- _Supplied records_:
:::::
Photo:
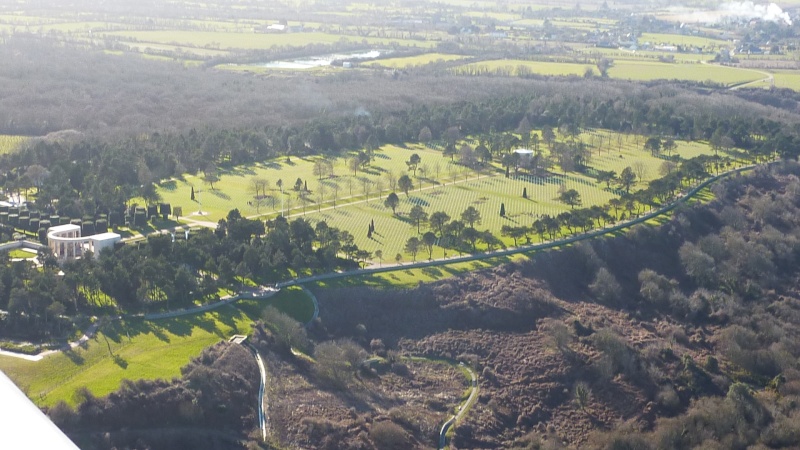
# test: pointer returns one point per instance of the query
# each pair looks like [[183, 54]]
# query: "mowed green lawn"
[[454, 190], [141, 349]]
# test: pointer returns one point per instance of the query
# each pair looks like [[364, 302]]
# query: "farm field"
[[707, 44], [644, 55], [646, 71], [9, 143], [636, 70], [142, 350], [411, 61], [249, 41], [513, 66], [233, 189]]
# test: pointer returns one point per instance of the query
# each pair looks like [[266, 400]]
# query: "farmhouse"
[[66, 242]]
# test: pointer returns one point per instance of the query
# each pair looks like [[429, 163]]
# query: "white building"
[[66, 242]]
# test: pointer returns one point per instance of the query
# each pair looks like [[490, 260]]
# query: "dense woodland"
[[670, 337], [311, 116], [680, 336]]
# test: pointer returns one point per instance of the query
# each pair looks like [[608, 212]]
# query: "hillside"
[[676, 336]]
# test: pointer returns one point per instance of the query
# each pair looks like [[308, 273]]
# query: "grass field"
[[646, 71], [249, 41], [9, 143], [637, 70], [453, 191], [516, 66], [411, 61], [233, 191], [141, 349], [707, 44]]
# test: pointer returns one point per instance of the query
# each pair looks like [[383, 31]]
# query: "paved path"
[[609, 228], [38, 357], [462, 410], [262, 293]]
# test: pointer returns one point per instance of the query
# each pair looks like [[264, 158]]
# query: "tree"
[[606, 176], [429, 239], [471, 216], [405, 184], [417, 215], [425, 135], [450, 150], [210, 174], [413, 163], [627, 178], [320, 168], [412, 246], [582, 395], [392, 201], [438, 220], [669, 145], [570, 197]]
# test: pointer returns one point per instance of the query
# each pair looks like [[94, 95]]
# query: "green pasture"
[[680, 39], [138, 349], [646, 71], [250, 41], [411, 61], [787, 79], [9, 142], [517, 66], [452, 190], [636, 70], [485, 194], [233, 190], [644, 55], [18, 253]]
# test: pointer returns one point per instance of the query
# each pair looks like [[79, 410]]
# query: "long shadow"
[[74, 357]]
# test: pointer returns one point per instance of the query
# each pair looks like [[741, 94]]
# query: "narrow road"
[[521, 249], [262, 396], [462, 410]]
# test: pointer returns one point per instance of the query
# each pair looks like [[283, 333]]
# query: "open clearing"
[[636, 70], [411, 61], [138, 349], [249, 41], [452, 189]]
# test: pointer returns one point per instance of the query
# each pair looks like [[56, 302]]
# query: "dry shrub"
[[389, 436]]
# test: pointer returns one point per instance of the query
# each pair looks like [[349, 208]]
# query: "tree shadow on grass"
[[74, 356], [219, 194], [432, 272], [120, 361]]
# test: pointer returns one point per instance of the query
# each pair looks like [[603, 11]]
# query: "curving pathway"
[[524, 248], [462, 410]]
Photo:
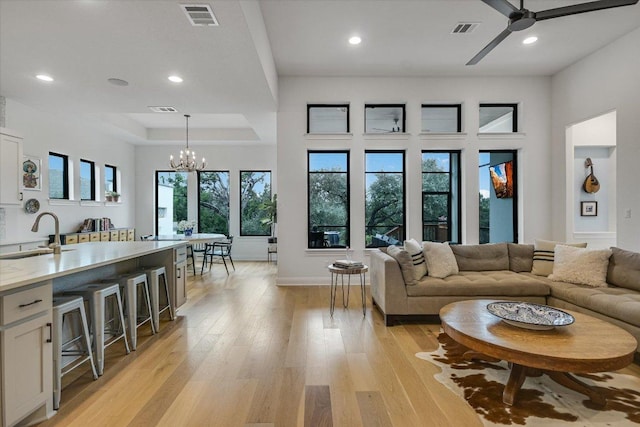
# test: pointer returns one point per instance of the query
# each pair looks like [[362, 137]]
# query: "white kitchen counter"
[[74, 258]]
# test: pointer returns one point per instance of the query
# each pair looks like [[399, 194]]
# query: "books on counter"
[[347, 263]]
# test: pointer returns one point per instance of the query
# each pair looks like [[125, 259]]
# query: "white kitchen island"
[[27, 286]]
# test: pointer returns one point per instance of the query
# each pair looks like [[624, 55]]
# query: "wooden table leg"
[[516, 379], [572, 383]]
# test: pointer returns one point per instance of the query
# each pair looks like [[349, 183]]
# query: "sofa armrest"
[[387, 285]]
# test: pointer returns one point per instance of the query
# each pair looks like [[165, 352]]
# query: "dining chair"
[[218, 249]]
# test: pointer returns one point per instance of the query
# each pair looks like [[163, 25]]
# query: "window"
[[498, 118], [441, 208], [384, 199], [171, 200], [328, 199], [326, 118], [498, 196], [87, 180], [58, 176], [255, 196], [441, 118], [384, 118], [213, 202], [110, 178]]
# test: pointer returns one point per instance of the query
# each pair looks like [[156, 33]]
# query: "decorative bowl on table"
[[530, 316]]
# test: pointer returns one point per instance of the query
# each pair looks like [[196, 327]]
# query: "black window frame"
[[115, 176], [404, 191], [339, 105], [269, 232], [65, 176], [514, 124], [348, 202], [404, 116], [458, 189], [458, 108], [92, 165]]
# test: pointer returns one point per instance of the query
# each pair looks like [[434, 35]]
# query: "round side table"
[[341, 272]]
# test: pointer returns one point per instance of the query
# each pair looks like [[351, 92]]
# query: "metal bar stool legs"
[[154, 275], [78, 344]]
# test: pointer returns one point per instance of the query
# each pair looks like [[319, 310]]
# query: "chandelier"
[[187, 161]]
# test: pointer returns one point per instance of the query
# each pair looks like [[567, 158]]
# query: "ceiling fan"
[[521, 19]]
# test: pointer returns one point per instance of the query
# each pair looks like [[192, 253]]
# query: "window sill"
[[502, 135], [443, 135], [329, 135], [387, 136]]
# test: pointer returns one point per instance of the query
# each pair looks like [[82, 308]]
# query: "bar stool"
[[129, 283], [153, 278], [96, 294], [79, 343]]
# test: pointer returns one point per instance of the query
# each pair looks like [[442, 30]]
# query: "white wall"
[[602, 82], [233, 157], [76, 137], [299, 265]]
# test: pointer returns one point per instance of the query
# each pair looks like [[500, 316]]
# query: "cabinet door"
[[181, 284], [27, 368], [10, 173]]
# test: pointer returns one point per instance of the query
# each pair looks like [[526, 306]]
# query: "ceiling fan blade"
[[582, 8], [503, 6], [488, 48]]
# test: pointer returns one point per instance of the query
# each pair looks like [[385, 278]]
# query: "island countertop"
[[75, 258]]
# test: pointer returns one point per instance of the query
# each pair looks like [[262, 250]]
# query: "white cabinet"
[[11, 165], [26, 353], [180, 290]]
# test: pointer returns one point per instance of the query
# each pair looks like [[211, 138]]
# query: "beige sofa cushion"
[[520, 257], [619, 303], [581, 266], [486, 257], [481, 283], [543, 255], [405, 262], [624, 269]]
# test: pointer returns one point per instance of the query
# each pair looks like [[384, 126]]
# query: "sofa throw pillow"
[[624, 269], [543, 252], [440, 260], [416, 251], [406, 264], [581, 266]]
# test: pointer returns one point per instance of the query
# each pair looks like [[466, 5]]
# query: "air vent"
[[163, 109], [200, 15], [465, 27]]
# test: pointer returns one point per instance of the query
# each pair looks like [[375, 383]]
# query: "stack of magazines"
[[347, 263]]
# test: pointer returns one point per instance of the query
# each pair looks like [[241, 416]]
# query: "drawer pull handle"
[[31, 303]]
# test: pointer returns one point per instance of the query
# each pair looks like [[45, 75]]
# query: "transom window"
[[328, 199], [441, 118], [441, 210], [384, 201], [58, 176], [384, 118], [498, 118]]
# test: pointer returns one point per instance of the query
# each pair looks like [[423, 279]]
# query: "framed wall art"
[[31, 173], [588, 208]]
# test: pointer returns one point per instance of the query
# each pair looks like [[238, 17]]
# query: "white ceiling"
[[229, 71]]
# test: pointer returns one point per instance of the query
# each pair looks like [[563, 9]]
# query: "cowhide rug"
[[540, 401]]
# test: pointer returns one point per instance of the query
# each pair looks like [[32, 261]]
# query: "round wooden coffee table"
[[588, 345]]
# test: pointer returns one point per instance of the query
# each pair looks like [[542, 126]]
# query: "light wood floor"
[[245, 352]]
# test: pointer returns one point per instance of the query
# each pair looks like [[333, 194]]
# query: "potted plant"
[[187, 227]]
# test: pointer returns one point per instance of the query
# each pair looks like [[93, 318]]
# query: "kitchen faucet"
[[56, 241]]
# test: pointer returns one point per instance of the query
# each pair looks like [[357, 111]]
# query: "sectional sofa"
[[507, 271]]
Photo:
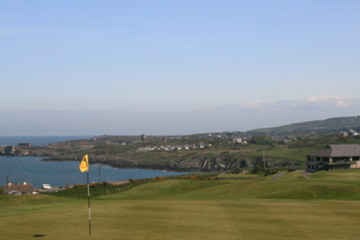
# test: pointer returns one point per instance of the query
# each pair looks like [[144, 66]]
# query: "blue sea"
[[37, 172]]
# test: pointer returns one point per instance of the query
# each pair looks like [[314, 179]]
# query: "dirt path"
[[279, 175]]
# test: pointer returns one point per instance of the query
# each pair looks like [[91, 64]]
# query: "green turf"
[[291, 207]]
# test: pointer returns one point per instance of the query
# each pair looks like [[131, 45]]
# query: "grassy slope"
[[291, 207]]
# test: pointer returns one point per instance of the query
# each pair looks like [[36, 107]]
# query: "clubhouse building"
[[334, 156]]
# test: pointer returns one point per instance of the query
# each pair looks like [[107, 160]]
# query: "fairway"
[[291, 207]]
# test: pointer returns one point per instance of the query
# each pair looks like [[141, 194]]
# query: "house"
[[17, 189], [340, 156], [9, 150], [237, 140]]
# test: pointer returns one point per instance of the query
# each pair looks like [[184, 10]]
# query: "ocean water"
[[37, 172], [37, 140]]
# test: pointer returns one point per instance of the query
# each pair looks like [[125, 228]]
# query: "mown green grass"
[[291, 207], [240, 176]]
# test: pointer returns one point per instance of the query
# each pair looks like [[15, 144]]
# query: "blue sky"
[[175, 67]]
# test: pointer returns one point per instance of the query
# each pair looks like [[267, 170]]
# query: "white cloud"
[[311, 102]]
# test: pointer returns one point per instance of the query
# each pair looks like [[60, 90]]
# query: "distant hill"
[[320, 126]]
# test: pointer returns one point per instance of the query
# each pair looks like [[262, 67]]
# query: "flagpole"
[[89, 204]]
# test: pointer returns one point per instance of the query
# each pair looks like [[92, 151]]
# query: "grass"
[[326, 207], [239, 176]]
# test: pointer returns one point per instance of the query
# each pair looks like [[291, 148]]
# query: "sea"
[[36, 172]]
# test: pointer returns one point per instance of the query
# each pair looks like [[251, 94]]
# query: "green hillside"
[[291, 207], [321, 126]]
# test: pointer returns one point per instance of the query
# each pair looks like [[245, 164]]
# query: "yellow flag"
[[84, 164]]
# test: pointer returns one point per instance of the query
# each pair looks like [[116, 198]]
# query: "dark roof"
[[340, 150], [28, 188]]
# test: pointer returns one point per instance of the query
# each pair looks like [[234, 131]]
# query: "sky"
[[91, 67]]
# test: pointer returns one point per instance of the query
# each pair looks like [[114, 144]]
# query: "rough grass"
[[326, 207]]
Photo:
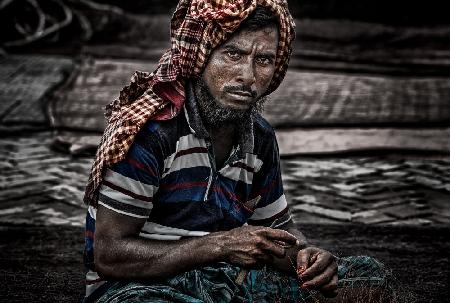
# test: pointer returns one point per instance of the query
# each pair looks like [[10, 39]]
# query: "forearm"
:::::
- _Exercise description_:
Can you turn the material, starting with its first line and going on through the line with "[[454, 190], [141, 349]]", into a JSON list of strings with one string per line, skipping blank lines and leaving the pictures out?

- _Written answer_:
[
  "Photo:",
  "# test: pointer returns one point per instance of the query",
  "# each pair looks like [[183, 54]]",
  "# query: \"mowed green lawn\"",
  "[[454, 190], [141, 349]]"
]